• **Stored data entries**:
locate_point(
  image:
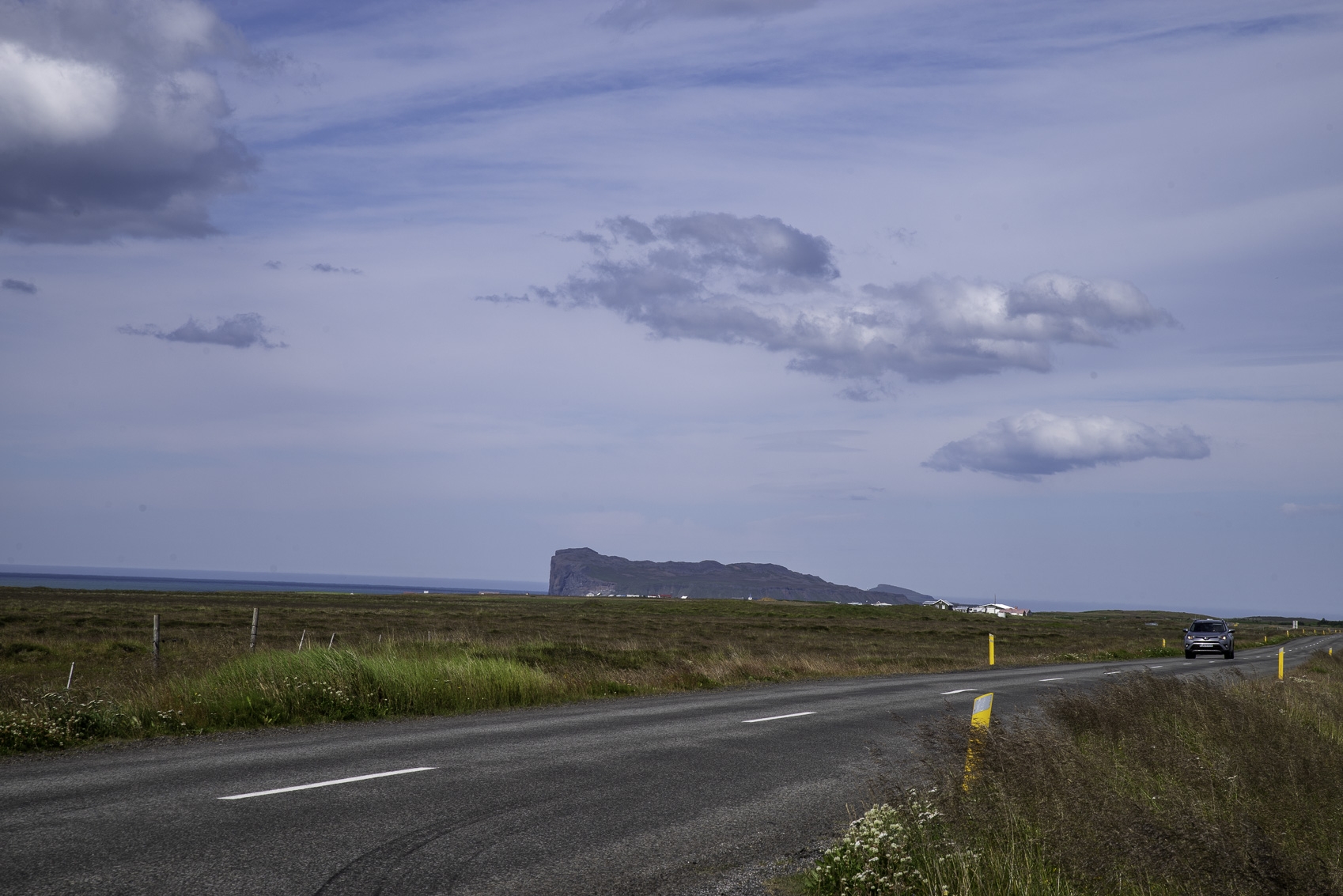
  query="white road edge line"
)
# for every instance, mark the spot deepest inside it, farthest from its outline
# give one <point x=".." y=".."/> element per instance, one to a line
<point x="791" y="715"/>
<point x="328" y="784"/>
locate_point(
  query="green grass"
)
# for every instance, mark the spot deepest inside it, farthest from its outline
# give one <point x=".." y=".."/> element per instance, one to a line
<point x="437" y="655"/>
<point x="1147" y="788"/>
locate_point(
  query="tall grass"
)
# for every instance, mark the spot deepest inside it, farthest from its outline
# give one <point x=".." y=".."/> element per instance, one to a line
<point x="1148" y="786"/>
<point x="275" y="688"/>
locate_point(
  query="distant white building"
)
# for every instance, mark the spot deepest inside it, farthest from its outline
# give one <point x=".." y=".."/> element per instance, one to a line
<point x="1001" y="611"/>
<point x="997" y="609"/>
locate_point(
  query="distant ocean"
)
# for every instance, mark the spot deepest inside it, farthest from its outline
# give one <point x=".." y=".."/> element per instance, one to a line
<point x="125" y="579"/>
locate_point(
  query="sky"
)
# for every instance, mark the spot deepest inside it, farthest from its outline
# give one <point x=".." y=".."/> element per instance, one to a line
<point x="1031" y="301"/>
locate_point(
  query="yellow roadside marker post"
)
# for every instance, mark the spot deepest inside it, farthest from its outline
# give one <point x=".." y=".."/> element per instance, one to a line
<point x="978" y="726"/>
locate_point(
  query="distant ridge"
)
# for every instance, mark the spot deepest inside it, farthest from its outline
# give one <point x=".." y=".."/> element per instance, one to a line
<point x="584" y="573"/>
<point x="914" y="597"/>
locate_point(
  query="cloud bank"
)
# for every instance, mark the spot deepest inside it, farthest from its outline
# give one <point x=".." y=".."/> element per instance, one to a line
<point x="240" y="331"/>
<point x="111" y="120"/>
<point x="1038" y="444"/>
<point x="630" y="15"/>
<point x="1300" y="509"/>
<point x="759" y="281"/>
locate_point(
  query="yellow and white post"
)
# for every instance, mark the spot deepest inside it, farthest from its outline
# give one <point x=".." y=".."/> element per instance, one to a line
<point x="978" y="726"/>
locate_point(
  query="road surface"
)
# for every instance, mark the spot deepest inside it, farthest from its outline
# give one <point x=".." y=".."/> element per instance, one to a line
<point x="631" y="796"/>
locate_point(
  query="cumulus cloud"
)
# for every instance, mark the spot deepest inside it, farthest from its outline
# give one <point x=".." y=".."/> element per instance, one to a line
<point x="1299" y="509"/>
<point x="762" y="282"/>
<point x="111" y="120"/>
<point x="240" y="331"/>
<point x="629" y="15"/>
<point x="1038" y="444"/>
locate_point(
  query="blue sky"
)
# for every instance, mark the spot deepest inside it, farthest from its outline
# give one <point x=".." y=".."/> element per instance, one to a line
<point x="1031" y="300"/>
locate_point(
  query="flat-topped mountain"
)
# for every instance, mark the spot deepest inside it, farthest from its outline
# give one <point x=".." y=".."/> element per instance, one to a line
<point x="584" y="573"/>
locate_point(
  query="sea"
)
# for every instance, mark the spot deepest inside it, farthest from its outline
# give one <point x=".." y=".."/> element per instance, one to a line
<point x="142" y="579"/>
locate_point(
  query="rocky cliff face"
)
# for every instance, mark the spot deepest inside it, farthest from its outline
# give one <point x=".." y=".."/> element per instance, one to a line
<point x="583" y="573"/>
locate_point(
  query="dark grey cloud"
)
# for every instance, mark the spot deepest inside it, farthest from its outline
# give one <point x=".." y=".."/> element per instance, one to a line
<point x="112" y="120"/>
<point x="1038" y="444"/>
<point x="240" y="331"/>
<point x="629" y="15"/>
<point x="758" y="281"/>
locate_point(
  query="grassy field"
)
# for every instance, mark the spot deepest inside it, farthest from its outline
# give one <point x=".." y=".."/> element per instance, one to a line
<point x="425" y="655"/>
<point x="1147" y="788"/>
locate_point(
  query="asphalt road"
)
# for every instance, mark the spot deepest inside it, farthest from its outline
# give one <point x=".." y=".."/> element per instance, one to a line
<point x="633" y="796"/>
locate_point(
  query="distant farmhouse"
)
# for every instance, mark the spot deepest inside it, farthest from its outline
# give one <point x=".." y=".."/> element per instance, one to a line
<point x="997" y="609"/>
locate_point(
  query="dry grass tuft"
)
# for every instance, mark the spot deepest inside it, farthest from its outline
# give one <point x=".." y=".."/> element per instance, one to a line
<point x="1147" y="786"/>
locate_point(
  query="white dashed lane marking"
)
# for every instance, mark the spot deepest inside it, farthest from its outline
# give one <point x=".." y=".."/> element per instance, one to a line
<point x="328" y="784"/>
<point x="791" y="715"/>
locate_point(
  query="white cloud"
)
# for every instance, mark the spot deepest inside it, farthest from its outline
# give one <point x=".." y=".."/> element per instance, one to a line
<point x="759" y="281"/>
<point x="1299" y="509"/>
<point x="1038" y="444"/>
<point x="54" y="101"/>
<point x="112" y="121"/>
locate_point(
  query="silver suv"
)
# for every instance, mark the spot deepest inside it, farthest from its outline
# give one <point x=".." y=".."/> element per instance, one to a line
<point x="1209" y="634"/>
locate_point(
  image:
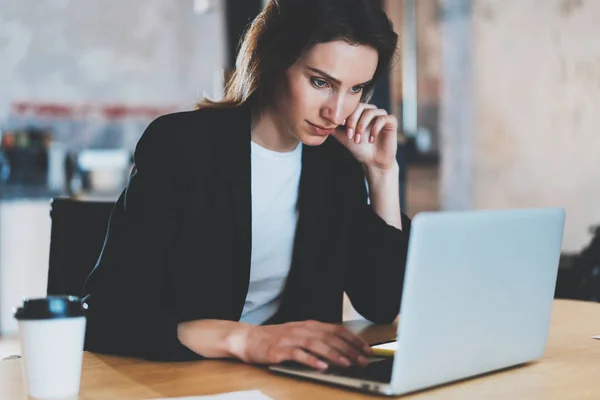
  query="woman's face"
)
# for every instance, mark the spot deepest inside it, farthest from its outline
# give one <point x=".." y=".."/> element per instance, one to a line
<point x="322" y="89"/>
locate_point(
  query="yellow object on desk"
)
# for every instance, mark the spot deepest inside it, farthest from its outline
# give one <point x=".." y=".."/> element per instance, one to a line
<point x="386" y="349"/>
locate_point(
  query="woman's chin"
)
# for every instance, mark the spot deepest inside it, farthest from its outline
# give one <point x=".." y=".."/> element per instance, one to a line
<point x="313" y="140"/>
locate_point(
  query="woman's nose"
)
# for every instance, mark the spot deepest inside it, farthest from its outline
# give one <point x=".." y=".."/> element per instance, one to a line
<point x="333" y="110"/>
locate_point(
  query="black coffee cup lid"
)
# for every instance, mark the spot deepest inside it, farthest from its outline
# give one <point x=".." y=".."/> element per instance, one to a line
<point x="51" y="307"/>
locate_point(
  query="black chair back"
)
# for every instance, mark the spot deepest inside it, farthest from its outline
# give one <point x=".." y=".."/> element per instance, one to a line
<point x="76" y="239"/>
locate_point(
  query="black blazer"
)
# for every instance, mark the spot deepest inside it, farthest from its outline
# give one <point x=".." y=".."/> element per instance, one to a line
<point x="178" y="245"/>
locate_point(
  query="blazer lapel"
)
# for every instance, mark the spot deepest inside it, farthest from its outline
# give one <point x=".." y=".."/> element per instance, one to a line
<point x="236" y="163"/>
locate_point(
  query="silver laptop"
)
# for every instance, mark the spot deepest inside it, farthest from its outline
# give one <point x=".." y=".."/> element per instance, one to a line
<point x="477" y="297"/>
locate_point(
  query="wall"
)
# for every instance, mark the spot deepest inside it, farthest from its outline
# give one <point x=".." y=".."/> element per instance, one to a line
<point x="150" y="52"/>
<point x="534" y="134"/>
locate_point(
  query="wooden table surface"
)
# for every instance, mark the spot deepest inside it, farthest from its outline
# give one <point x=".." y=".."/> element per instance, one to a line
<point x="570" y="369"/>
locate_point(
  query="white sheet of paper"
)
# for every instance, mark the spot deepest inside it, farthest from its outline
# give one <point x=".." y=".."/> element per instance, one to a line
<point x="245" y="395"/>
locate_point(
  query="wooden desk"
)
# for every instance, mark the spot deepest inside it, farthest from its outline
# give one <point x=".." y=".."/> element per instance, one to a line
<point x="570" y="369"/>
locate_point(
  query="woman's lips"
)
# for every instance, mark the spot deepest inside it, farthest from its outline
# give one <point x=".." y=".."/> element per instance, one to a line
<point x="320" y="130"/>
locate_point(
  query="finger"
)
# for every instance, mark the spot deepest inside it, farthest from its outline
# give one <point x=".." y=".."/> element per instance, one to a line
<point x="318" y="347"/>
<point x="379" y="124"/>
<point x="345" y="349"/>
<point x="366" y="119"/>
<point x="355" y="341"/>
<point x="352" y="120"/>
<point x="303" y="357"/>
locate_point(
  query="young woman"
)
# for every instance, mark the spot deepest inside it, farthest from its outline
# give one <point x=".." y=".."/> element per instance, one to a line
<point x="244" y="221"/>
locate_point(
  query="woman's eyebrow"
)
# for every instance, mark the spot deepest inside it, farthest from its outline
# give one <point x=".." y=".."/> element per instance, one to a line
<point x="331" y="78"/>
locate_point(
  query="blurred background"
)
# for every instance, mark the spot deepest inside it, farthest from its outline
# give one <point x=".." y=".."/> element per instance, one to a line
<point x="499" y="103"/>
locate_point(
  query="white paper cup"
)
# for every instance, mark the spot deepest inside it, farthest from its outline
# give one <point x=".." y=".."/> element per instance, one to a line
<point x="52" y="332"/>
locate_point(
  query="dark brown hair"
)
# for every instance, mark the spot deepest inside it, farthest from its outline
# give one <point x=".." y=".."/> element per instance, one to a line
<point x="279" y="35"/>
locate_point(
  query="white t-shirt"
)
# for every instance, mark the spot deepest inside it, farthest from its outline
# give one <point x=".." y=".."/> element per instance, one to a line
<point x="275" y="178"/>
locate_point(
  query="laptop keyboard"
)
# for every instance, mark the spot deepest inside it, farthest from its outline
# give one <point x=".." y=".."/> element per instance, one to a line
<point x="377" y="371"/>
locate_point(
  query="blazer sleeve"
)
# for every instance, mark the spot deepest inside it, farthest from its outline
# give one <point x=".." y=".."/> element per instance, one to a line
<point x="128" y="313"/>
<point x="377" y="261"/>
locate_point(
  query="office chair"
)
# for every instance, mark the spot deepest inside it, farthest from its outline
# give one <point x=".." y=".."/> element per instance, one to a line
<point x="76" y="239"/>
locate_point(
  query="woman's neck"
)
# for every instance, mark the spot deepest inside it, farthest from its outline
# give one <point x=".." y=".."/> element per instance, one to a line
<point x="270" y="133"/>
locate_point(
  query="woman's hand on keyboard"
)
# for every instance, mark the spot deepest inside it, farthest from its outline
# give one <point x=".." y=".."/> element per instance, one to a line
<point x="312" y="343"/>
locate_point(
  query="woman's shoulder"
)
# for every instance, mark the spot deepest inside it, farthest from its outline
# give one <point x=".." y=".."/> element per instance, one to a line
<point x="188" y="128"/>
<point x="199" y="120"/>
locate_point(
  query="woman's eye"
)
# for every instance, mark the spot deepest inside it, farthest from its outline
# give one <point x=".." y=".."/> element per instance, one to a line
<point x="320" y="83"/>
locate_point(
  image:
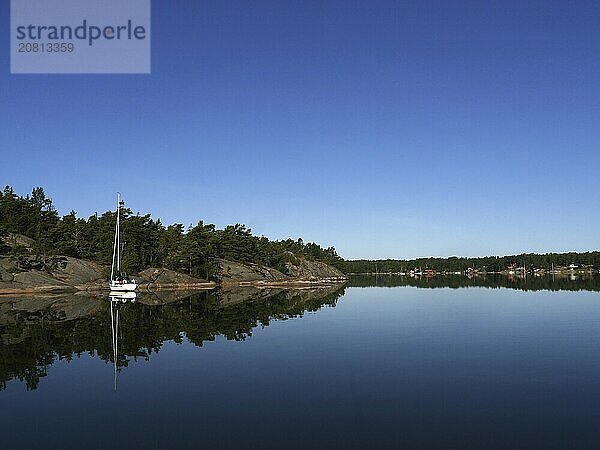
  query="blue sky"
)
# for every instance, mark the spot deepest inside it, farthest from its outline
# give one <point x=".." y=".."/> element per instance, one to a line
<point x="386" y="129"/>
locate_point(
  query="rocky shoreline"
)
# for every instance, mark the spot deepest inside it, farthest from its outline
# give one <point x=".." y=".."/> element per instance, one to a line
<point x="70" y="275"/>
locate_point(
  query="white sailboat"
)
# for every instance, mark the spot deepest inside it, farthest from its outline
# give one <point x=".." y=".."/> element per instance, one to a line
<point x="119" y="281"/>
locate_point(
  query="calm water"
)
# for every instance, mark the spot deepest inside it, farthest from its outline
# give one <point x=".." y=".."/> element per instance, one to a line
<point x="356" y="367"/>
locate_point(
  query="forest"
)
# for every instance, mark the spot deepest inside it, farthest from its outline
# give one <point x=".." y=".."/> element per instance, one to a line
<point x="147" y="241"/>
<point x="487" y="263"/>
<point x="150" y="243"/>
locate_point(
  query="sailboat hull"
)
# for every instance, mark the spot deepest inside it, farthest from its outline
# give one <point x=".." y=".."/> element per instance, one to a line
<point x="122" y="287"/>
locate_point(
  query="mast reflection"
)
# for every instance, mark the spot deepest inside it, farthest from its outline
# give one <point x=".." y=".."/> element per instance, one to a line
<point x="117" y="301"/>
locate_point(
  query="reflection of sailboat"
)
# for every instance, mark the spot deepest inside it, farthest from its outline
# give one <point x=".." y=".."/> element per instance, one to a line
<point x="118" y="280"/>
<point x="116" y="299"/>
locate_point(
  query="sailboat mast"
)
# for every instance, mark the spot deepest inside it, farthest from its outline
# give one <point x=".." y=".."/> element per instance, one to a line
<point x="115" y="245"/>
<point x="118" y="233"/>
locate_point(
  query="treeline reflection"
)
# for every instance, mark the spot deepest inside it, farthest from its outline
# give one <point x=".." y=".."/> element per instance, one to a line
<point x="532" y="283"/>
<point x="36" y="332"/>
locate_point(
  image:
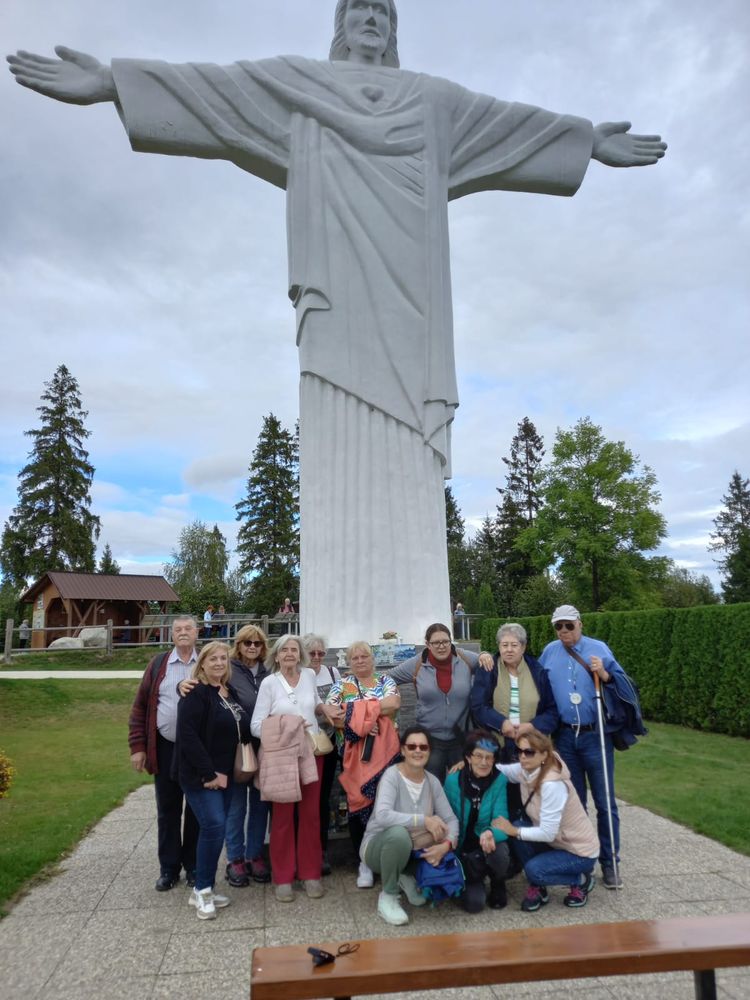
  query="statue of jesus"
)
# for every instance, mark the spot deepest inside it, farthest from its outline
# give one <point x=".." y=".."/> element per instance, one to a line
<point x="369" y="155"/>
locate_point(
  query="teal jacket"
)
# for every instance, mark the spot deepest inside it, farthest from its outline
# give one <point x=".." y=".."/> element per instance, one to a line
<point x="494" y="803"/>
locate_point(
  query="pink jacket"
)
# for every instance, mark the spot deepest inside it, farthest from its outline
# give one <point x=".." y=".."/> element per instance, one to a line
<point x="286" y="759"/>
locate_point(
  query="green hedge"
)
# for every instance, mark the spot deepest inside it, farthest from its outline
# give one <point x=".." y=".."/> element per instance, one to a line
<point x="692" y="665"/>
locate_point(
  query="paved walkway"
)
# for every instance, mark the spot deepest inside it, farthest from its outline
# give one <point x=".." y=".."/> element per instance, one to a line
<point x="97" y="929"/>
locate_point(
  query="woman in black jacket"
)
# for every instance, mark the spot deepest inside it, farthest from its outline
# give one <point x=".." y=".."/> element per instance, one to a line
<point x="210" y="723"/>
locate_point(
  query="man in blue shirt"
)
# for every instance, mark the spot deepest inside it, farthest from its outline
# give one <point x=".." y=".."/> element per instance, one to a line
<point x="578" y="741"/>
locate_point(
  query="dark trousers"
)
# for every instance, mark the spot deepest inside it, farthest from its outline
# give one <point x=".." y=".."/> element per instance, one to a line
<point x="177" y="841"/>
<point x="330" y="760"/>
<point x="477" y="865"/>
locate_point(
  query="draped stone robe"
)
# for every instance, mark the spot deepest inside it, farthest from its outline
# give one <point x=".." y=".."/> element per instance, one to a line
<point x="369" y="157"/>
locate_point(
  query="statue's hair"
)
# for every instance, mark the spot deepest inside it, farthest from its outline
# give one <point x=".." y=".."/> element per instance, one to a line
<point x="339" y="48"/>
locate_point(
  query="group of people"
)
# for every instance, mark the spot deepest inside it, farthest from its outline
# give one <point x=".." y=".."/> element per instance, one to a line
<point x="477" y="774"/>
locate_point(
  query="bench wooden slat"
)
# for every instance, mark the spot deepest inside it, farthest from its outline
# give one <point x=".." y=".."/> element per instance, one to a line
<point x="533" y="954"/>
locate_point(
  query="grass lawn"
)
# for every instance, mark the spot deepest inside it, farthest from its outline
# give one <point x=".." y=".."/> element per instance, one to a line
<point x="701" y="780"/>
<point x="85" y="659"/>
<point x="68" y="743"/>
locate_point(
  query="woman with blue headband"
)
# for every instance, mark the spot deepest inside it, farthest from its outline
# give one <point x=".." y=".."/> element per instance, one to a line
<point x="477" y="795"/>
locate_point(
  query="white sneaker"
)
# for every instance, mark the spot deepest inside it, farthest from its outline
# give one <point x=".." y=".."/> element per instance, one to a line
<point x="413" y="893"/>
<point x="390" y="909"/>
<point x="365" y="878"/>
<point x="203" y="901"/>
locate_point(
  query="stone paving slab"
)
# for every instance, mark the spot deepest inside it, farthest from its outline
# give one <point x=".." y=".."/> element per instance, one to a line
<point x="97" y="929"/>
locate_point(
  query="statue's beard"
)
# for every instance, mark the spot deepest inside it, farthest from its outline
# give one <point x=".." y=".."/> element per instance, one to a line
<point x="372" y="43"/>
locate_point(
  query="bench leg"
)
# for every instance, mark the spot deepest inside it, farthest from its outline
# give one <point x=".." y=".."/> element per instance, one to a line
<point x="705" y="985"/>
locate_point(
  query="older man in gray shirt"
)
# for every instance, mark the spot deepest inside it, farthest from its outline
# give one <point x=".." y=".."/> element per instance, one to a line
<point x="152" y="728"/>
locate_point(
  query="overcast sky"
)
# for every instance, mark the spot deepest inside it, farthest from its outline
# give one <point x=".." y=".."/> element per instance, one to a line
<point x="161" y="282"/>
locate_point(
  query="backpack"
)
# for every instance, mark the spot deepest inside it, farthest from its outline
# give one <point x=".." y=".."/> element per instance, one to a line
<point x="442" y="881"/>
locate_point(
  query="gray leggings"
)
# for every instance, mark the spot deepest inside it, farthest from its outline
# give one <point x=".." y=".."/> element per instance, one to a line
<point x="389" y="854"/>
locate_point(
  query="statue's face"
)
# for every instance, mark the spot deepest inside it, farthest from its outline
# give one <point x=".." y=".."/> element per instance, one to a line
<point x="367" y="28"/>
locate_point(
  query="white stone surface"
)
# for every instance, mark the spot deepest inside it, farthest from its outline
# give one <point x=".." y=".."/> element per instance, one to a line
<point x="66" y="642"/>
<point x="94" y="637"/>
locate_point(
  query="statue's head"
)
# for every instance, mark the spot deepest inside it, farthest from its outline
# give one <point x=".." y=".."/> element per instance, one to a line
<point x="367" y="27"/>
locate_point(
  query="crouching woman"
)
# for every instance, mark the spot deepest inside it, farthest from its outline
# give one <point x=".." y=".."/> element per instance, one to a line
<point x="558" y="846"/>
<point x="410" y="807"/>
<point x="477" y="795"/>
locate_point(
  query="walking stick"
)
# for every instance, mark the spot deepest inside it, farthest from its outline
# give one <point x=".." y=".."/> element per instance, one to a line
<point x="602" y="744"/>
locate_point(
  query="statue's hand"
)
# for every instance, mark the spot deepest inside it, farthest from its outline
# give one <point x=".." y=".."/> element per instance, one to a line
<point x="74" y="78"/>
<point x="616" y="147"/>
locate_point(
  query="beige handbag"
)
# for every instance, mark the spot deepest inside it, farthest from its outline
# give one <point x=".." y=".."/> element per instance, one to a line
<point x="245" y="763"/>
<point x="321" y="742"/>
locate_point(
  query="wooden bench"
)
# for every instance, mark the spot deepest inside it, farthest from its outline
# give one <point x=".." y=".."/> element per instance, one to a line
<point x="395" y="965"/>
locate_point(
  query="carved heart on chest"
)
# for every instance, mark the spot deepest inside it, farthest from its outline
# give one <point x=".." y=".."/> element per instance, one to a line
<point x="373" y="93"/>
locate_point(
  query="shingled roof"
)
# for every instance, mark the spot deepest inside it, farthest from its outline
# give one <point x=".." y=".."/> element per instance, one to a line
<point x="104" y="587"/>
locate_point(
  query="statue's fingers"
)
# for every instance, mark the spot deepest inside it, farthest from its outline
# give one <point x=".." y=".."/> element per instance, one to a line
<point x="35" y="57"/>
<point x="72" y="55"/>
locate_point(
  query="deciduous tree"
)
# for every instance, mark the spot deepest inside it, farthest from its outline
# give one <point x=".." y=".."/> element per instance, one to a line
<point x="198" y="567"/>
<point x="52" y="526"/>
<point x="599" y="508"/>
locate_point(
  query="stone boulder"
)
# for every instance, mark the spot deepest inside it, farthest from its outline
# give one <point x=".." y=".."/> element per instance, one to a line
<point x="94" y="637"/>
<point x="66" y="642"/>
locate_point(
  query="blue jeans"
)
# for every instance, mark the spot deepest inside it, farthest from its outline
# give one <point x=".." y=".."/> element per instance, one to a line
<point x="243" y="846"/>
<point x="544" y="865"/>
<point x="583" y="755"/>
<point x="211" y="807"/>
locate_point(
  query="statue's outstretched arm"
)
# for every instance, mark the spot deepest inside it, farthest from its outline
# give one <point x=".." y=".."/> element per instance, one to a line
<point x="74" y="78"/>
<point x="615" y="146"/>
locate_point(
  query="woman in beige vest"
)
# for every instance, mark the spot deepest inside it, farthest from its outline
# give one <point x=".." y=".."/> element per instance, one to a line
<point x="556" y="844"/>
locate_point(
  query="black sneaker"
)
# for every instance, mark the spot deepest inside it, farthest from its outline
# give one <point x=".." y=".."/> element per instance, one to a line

• **WRITTEN EXERCISE**: Pull out every line from the data above that contains the string "mast".

• **FULL SOLUTION**:
  query="mast reflection"
  query="sailboat mast"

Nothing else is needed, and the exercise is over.